Da ich noch reichlich Tag zur Verfügung habe, beschließe ich, der Gletscherzunge Blåisen einen Besuch abzustatten.
Der Weg dorthin ist mit 1,5 Std. angegeben und semi-interessant. Es geht ordentlich bergauf und bergab, über Geröll, Gewässer und eine Hängebrücke, und wenn man denkt, hinterm nächsten Hügel isser aber jetzt, der Gletscher, dann kommt noch ein Hügel.

Aber dann stehe ich doch endlich davor.
Was für ein Moped!
Wie ein gewaltiger Wurm scheint sich der Gletscher über die Berge und talabwärts zu schieben. Ein bisschen schmuddlig sieht er aus, nicht so strahlend blau, wie ich dachte. Dicht unterhalb gleicht die Gegend einer Mondlandschaft, die Steine sind zermahlen und darunter hat das Schmelzwasser den Boden gut durchweicht, so dass ich immer wieder knöcheltief einsinke.
Oben auf dem Gletscher kraxelt eine Gruppe herum. Man kann hier in Finse einen Guide für solche Gletschertouren anheuern.
Ich mache Fotos und mich bald wieder auf den Rückweg. Unterwegs kommen mir viele Ausflügler in unterschiedlichster Staffierung entgegen - vom übergewichtigen, rotköpfigen Pärchen in Jeans bis zu energischen Damen mit Walkingstöcken und gelangweilten Jugendlichen in Turnschuhen ist alles vertreten.
Zurück auf meiner Finca brate ich mir Gemüsebratlinge, dazu gibt es Kartoffelpüree und eine Tomatensoße aus dem Finse-Store. Der Abend ist warm und friedlich und die Moskitos machen Pause.
Anschließend vermelde ich per Handy an meinen Männe, dass ich noch lebe und bisher keine Zehen verloren habe. Er ermahnt mich, Trollen und Hillbillies mit Kettensäge aus dem Weg zu gehen und ihm einen Lemming mitzubringen (???).
Ich überschlage meine bisherigen Laufzeiten und stelle fest, dass ich mit den auf der Karte angegebenen Laufzeiten sehr gut hinkomme, trotz des schweren Rucksackes auf dem Buckel. Das bedeutet, dass ich doch mehr Zeit zur Verfügung habe als gedacht. Das bedeutet auch, dass ich wieder lustige Abstecher machen kann.
Den Rest des Abends verbringe ich mit meinem Skizzenbuch, bevor ich zufrieden in mein Daunennest falle.
13.08. Finse - Rembesdalseter
In der Nacht zerrt der Wind ordentlich laut am Zelt herum, doch als ich nach draußen schaue, sehe ich einen wolkenlosen Sternenhimmel und die Luft ist überraschend lau.

Quelldatensätze:

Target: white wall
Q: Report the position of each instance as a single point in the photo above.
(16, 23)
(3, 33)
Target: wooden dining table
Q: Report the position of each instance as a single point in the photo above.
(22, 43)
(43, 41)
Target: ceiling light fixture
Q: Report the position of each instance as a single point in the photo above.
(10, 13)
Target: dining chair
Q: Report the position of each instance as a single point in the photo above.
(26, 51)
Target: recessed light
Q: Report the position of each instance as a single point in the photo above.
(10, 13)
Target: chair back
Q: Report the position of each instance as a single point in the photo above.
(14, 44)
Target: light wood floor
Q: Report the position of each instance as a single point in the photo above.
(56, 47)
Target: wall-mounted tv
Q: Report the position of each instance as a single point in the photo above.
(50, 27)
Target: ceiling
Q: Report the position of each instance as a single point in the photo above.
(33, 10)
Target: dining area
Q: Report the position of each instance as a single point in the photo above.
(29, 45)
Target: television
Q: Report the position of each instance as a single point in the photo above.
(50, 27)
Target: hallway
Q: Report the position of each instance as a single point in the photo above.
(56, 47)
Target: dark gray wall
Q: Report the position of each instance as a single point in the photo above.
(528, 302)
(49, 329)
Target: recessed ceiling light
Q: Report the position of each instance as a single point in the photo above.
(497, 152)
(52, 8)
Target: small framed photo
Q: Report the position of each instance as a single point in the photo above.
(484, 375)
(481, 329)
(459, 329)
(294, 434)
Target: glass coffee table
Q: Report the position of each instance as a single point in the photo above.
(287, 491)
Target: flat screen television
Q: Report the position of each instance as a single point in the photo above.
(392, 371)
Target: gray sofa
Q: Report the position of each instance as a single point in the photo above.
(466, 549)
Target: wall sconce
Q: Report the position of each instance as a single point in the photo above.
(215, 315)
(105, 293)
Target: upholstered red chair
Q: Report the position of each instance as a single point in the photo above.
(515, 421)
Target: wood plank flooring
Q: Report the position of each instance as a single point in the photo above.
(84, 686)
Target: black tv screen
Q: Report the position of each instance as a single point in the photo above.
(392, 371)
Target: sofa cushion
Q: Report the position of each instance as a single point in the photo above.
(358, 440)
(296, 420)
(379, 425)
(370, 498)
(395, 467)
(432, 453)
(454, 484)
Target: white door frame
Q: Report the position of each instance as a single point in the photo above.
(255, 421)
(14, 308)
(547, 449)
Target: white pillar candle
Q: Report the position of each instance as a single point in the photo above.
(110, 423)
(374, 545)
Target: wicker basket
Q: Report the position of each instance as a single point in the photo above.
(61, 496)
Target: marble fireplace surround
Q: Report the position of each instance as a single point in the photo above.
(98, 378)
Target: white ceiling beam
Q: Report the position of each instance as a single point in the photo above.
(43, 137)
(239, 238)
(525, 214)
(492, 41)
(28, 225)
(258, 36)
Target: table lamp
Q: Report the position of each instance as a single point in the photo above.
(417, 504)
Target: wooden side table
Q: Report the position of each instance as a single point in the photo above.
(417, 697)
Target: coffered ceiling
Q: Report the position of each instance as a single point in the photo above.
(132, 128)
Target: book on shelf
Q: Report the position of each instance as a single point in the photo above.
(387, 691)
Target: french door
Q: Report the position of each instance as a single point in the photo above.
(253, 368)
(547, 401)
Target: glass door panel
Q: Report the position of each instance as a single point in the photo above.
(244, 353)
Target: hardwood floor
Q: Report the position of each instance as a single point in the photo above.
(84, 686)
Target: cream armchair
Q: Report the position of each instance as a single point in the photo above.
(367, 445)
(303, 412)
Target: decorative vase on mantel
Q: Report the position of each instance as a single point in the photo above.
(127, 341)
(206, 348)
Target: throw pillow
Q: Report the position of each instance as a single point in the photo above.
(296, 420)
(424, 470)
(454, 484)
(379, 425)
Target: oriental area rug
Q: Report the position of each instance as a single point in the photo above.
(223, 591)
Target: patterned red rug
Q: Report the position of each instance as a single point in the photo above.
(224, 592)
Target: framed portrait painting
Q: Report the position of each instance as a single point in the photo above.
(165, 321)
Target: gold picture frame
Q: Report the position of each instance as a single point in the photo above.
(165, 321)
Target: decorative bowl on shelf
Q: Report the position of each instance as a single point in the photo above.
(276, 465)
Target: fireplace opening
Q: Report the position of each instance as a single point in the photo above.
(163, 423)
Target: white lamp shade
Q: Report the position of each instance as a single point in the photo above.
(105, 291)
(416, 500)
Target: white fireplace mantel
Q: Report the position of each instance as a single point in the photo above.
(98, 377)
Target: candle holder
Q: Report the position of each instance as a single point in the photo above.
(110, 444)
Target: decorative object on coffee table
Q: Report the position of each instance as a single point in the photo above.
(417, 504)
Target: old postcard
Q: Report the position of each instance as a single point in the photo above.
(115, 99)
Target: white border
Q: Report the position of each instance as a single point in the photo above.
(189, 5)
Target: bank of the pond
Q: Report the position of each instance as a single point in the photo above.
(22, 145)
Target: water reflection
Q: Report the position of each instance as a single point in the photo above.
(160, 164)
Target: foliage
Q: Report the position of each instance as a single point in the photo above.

Gestellte Aufgabe: Schreib den Wanderbericht von der Tour bei Finse an der Stelle weiter, an der er aufhört. Die Zeilen braucht man hier nicht.

Erwartete Antwort:
Der nächste Morgen bietet bestes Kurze-Hosen-Wetter – die fliegenden Vampire warten auch schon auf mich. Ich frühstücke flott und packe noch flotter ein, bevor ich lebendigen Leibes ausgesaugt werde. In den nächsten Tagen würde ich allerdings langmütiger werden im Umgang mit den Myggs.
Erstmal geht’s wieder zurück nach Finse, wo ich meinen Müll entsorge, dann den Rallarwegen entlang nach Norden.
Das ist langweilig und zieht sich entsprechend. Am Wegrand haben Radler ihr Nachtlager aufgeschlagen.
Irgendwann überquere ich stillgelegte Gleise und folge dem Pfad, der mich zwischen verloren herumstehenden Hütten zur ersten Hängebrücke führt. Danach geht es langsam, aber stetig bergan.
Im Vorfeld habe ich gehört, dass diese Etappe nicht problemlos an einem Tag zu schaffen sei. Ich rechne also eine Zwischenübernachtung ein.
Weiter und weiter hoch geht es, abwechselnd über Schnee, Geröll und wieder Schnee. Dann passiere ich die Radiosendestation über mir und denke fröhlich, damit sei der dickste Drops gelutscht.

Weit hinten am Horizont kann ich jetzt den Hårteigen sehen.
Noch ein Stückchen weiter passiere ich ein Grüppchen Norweger, die sich auf den Felsen niedergelassen haben und ihre Schnittchen auspacken.
Die Sonne scheint wie der Deibel.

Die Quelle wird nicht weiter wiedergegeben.